**Assigned task:**
Nothing in the listing may change. Repeat all of it.
==== Input data
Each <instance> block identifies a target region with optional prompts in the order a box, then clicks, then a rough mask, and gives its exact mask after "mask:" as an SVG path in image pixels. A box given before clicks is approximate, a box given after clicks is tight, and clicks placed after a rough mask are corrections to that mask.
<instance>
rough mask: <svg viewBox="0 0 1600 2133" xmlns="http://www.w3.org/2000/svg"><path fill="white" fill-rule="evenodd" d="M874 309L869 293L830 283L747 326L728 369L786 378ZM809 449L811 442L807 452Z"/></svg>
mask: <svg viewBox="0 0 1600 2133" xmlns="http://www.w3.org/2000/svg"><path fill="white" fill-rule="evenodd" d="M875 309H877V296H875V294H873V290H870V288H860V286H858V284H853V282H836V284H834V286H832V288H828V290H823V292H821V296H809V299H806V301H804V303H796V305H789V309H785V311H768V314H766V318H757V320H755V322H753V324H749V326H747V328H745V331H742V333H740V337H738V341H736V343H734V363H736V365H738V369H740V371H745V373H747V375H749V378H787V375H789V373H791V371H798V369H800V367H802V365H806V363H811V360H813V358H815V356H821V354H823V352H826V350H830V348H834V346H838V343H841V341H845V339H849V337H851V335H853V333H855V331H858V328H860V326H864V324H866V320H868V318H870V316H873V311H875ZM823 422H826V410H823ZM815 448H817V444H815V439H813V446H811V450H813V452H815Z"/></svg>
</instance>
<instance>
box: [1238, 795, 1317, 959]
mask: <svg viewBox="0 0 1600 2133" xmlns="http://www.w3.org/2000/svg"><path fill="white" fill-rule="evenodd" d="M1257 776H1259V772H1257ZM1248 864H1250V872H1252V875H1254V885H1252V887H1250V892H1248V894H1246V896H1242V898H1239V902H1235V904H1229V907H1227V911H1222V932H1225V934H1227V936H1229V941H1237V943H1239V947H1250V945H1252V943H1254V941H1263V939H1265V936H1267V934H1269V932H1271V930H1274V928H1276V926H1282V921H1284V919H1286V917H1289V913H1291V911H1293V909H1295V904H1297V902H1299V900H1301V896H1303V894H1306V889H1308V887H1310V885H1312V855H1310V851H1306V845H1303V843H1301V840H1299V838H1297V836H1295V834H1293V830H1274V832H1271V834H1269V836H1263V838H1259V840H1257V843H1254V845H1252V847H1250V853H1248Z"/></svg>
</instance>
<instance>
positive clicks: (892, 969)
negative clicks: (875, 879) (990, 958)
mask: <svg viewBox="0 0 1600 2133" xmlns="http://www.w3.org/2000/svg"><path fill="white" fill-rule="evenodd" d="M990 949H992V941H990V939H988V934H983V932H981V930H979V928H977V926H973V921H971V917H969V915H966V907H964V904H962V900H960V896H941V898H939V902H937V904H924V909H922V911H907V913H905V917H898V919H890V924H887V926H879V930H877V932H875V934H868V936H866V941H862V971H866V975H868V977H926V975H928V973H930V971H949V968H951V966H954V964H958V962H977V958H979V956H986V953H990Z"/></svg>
========
**Solution for this exercise:**
Each <instance> block identifies a target region with optional prompts in the order a box, then clicks, then a rough mask, and gives its exact mask after "mask:" as an SVG path in image pixels. A box given before clicks is approximate, a box given after clicks is tight, and clicks placed after a rough mask are corrections to that mask.
<instance>
rough mask: <svg viewBox="0 0 1600 2133" xmlns="http://www.w3.org/2000/svg"><path fill="white" fill-rule="evenodd" d="M874 309L869 293L830 283L747 326L728 369L786 378ZM809 449L811 442L807 452Z"/></svg>
mask: <svg viewBox="0 0 1600 2133" xmlns="http://www.w3.org/2000/svg"><path fill="white" fill-rule="evenodd" d="M875 309H877V296H875V294H873V290H870V288H860V286H858V284H853V282H836V284H834V286H832V288H828V290H823V292H821V296H809V299H806V301H804V303H796V305H789V309H785V311H768V314H766V318H757V320H755V322H753V324H749V326H747V328H745V331H742V333H740V337H738V341H736V343H734V363H736V365H738V369H740V371H745V373H747V375H749V378H787V375H789V373H791V371H798V369H800V367H802V365H806V363H811V360H813V358H815V356H821V354H823V352H826V350H830V348H834V346H838V343H841V341H845V339H849V337H851V335H853V333H855V331H858V328H860V326H864V324H866V320H868V318H870V316H873V311H875ZM823 422H826V410H823ZM815 448H817V444H815V439H813V446H811V450H813V452H815Z"/></svg>
</instance>
<instance>
box: [1238, 795, 1317, 959]
mask: <svg viewBox="0 0 1600 2133" xmlns="http://www.w3.org/2000/svg"><path fill="white" fill-rule="evenodd" d="M1257 776H1259V772H1257ZM1248 864H1250V872H1252V875H1254V885H1252V887H1250V892H1248V894H1246V896H1242V898H1239V902H1235V904H1229V907H1227V911H1222V932H1225V934H1227V936H1229V941H1237V943H1239V947H1250V945H1252V943H1254V941H1263V939H1265V936H1267V934H1269V932H1271V930H1274V928H1276V926H1282V921H1284V919H1286V917H1289V913H1291V911H1293V909H1295V904H1297V902H1299V900H1301V896H1303V894H1306V889H1308V887H1310V885H1312V855H1310V851H1306V845H1303V843H1301V840H1299V838H1297V836H1295V834H1293V830H1274V832H1271V834H1269V836H1263V838H1259V840H1257V843H1254V845H1252V847H1250V853H1248Z"/></svg>
</instance>
<instance>
positive clicks: (892, 969)
negative clicks: (875, 879) (990, 958)
mask: <svg viewBox="0 0 1600 2133" xmlns="http://www.w3.org/2000/svg"><path fill="white" fill-rule="evenodd" d="M990 949H992V941H990V939H988V934H983V932H981V930H979V928H977V926H973V921H971V917H969V915H966V907H964V904H962V900H960V896H941V898H939V902H937V904H924V909H922V911H907V913H905V917H898V919H890V924H887V926H879V930H877V932H875V934H868V936H866V941H862V971H866V975H868V977H926V975H928V973H930V971H949V968H951V966H954V964H958V962H977V958H979V956H986V953H990Z"/></svg>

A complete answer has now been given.